*Stated task:* Write out all records as given; omit images.

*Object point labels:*
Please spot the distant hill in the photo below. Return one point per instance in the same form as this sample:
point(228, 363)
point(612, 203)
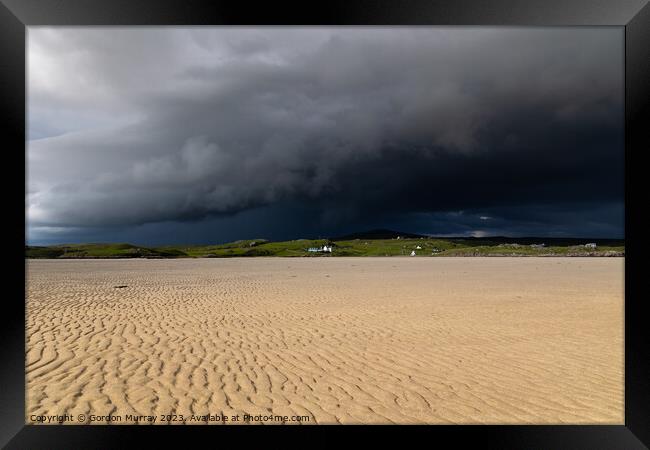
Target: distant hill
point(377, 234)
point(369, 243)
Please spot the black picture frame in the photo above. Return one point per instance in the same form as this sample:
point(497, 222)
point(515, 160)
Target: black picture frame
point(633, 15)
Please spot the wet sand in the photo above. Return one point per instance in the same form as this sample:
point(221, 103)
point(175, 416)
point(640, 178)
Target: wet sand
point(326, 340)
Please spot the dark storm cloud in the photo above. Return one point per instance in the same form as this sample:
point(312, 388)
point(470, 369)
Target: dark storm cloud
point(140, 126)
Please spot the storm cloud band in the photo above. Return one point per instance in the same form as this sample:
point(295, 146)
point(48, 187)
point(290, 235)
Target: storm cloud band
point(132, 127)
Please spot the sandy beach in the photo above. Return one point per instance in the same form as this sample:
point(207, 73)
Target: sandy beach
point(326, 340)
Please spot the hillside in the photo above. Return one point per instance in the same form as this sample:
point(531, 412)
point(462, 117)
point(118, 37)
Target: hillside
point(400, 245)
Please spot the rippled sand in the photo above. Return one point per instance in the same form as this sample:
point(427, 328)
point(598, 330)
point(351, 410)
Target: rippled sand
point(334, 340)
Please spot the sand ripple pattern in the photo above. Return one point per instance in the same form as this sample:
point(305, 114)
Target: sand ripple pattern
point(341, 340)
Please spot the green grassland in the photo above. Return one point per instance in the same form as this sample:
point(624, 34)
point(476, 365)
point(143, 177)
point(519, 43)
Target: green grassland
point(429, 247)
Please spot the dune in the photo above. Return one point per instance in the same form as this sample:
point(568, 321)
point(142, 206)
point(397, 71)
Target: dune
point(326, 341)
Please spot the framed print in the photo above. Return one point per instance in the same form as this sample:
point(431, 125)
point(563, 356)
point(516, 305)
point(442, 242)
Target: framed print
point(413, 217)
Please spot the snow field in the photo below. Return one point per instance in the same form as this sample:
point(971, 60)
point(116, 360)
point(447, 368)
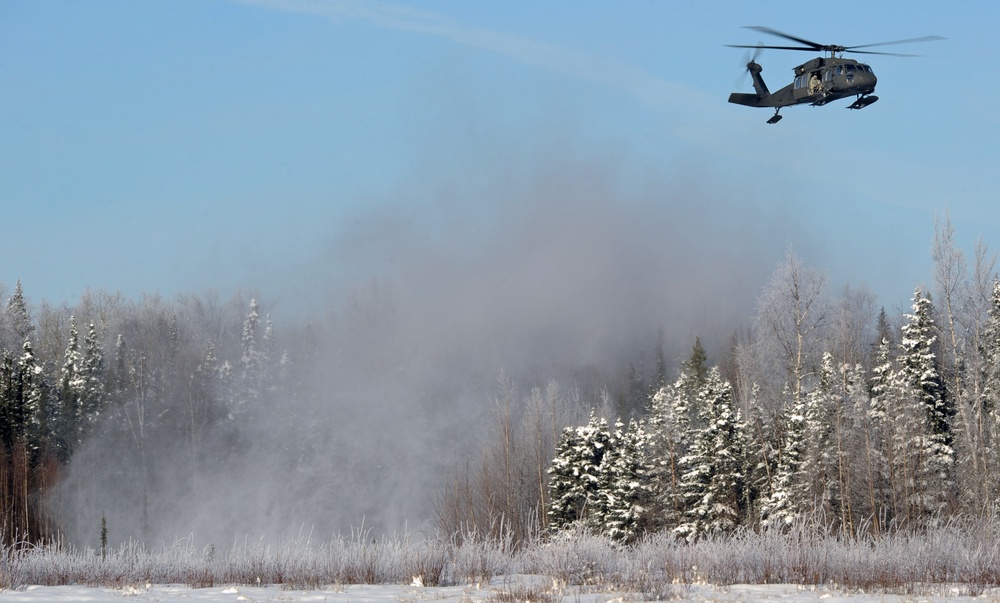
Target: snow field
point(957, 559)
point(492, 593)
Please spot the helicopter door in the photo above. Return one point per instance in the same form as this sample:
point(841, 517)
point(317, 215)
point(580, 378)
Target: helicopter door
point(815, 87)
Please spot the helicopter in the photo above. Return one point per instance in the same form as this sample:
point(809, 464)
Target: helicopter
point(819, 81)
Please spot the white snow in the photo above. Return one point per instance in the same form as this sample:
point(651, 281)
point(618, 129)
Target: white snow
point(771, 593)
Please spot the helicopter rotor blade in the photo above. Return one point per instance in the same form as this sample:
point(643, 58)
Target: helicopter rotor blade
point(748, 58)
point(775, 32)
point(775, 47)
point(888, 54)
point(907, 41)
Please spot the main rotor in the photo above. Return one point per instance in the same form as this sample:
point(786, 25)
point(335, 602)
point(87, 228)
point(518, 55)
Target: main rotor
point(835, 50)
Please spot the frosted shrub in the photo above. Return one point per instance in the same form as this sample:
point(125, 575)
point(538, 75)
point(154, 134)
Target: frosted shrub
point(964, 553)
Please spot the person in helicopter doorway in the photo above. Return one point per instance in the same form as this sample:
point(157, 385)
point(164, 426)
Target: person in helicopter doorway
point(814, 85)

*Exercise result:*
Please spot the distant hill in the photo below. Return one point per instance in the same form as this sample:
point(228, 363)
point(612, 203)
Target: distant hill
point(377, 234)
point(369, 243)
Please spot the black picture frame in the photo above. Return one point per instance in the same form as this sample:
point(497, 222)
point(515, 160)
Target: black picture frame
point(633, 15)
Please spot the wet sand in the photo above. Return one point per instance in the same form as this sample:
point(221, 103)
point(175, 416)
point(640, 178)
Target: wet sand
point(326, 340)
Please spot the dark storm cloud in the photo above. Return one point per instance in the same form as this sample:
point(312, 388)
point(470, 369)
Target: dark storm cloud
point(140, 126)
Please spot the storm cloud band in the photo above. Return one point per instance in the same form as this sample:
point(295, 146)
point(48, 187)
point(290, 235)
Target: storm cloud band
point(132, 127)
Please spot the sandy beach in the photo above. Return one point per instance in the same form as this sample:
point(207, 73)
Target: sandy beach
point(326, 340)
Please spot the hillside in the photo above. Return one point per instance in the same form as this sample:
point(531, 412)
point(462, 117)
point(118, 37)
Target: hillside
point(400, 245)
Please spot the rippled sand in the photo above. Return one point per instance in the same form as this sample:
point(427, 328)
point(598, 330)
point(351, 410)
Target: rippled sand
point(334, 340)
Please spot the sand ripple pattern in the photo above. Return one point per instance in the same form as this sample:
point(305, 114)
Target: sand ripple pattern
point(341, 340)
Please spot the green grassland in the photo above. Return one point per instance in the same form as this sample:
point(624, 34)
point(476, 365)
point(143, 177)
point(519, 43)
Target: green grassland
point(429, 247)
Please spot the dune in the photo above. Return one point per instance in the same form as this sample:
point(568, 321)
point(142, 206)
point(397, 71)
Target: dune
point(326, 341)
Please spot the framed print in the photo above. Return one point per instance in the same form as this sample:
point(431, 125)
point(563, 356)
point(516, 305)
point(442, 242)
Target: framed print
point(413, 217)
Please spot the snow field in the photo below. Return one point per instance in the same form as this sample:
point(971, 60)
point(116, 360)
point(447, 368)
Target: snow field
point(957, 559)
point(492, 593)
Please spot the helicopter door in the photo above. Return one point per instance in the same form as this sample:
point(841, 517)
point(317, 215)
point(580, 378)
Target: helicopter door
point(815, 87)
Please spot the helicopter in the photo above. Return one point per instance in the same form as this sample:
point(809, 464)
Target: helicopter
point(819, 81)
Please spot the white snow in the photo above. Return one point per instance in the same form as this sample:
point(651, 281)
point(618, 129)
Target: white snow
point(771, 593)
Please spot the helicopter rotor blade in the photo above. Return one point per instance in the same form as this sample:
point(643, 58)
Target: helicopter rotor blade
point(748, 58)
point(775, 32)
point(775, 47)
point(888, 54)
point(907, 41)
Please spot the main rotor in the photo above. Return one point per instance in the same form as this sample:
point(786, 25)
point(335, 602)
point(87, 228)
point(518, 55)
Target: main rotor
point(835, 50)
Please spot the frosted shrub in the photo above. Return one point per instance in the same form as this sample:
point(125, 575)
point(538, 75)
point(154, 134)
Target: frosted shrub
point(964, 553)
Please spot the person in helicopter doorway in the photo above. Return one point per instance in the same form as this sample:
point(157, 385)
point(164, 426)
Target: person in helicopter doorway
point(814, 85)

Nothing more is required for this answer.